(SET EXERCISE)
Rescale the listing starting at its first line and ending at the line containing "131], [135, 125]]", giving back only those lines, requests included, with every vertex coordinate in the answers multiplied by 1.2 and rounded to a whole number, halves up. Leave the numbers in the requests and their layout samples unchanged.

(EXCERPTED RECORDS)
____________
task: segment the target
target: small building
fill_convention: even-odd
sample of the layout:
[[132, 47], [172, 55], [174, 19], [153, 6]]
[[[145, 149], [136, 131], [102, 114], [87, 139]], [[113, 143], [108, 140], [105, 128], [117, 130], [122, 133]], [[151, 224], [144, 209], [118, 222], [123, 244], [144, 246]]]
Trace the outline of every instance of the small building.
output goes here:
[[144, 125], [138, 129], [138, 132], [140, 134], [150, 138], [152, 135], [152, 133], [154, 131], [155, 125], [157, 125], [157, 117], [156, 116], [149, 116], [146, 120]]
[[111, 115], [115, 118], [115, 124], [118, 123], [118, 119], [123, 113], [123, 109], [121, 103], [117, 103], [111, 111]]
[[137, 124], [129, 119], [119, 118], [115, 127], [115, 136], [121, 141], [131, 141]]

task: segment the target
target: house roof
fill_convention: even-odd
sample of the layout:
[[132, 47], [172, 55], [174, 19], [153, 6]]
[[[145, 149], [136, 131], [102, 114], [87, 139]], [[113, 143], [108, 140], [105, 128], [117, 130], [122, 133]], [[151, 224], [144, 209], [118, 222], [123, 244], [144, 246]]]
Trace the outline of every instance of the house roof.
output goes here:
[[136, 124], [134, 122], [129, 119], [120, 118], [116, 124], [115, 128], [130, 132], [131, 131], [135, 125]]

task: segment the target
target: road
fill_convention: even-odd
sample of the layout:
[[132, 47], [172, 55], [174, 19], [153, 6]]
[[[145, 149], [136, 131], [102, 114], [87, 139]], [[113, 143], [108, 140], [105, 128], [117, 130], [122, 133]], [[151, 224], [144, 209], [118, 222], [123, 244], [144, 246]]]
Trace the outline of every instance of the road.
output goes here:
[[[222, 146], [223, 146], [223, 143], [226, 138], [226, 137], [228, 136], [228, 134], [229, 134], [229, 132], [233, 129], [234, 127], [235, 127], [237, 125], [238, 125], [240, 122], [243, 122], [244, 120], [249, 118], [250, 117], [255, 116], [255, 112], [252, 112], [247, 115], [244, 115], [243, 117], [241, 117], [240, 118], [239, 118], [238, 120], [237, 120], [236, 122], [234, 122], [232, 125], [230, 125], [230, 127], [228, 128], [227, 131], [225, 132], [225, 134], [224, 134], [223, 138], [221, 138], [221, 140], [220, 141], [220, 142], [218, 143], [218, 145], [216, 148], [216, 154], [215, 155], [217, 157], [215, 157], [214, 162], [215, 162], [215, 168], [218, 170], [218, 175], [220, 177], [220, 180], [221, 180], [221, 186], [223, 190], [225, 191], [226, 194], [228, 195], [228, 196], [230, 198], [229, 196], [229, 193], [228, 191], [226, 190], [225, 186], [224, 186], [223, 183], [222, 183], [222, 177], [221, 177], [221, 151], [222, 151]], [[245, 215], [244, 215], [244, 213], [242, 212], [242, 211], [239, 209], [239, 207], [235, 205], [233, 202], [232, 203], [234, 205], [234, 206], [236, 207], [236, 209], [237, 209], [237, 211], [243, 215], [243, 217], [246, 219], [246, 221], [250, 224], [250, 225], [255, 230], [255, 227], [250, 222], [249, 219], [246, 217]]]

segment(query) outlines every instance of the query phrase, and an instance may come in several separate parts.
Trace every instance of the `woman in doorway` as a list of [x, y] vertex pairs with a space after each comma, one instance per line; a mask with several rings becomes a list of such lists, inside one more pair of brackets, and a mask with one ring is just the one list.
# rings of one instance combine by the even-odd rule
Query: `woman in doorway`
____________
(REPLY)
task: segment the target
target: small building
fill_convention: even-odd
sample of the layout:
[[132, 47], [172, 55], [174, 19], [153, 6]]
[[[145, 149], [136, 131], [102, 114], [87, 139]], [[113, 143], [108, 140], [105, 128], [117, 130], [122, 133]], [[151, 224], [144, 209], [118, 222], [123, 244], [144, 246]]]
Trace the outline of every instance of the small building.
output goes here:
[[173, 150], [166, 155], [166, 158], [168, 161], [180, 166], [182, 162], [182, 160], [185, 157], [186, 150], [188, 150], [188, 140], [187, 139], [179, 139], [175, 144]]
[[133, 138], [138, 142], [138, 149], [142, 148], [142, 143], [148, 136], [148, 131], [145, 124], [140, 124], [133, 133]]
[[164, 149], [155, 143], [143, 142], [138, 152], [138, 163], [145, 169], [157, 169]]

task: segment the target
target: house roof
fill_convention: even-odd
sample of the layout:
[[132, 47], [172, 55], [174, 19], [153, 6]]
[[[145, 149], [136, 131], [102, 114], [87, 139]], [[113, 143], [108, 140], [105, 128], [117, 130], [122, 133]], [[151, 224], [144, 209], [118, 222], [123, 244], [144, 246]]]
Trace the outline of every instance of the house roof.
output goes here:
[[163, 149], [161, 146], [155, 143], [144, 142], [139, 149], [138, 154], [156, 158], [157, 157], [162, 150]]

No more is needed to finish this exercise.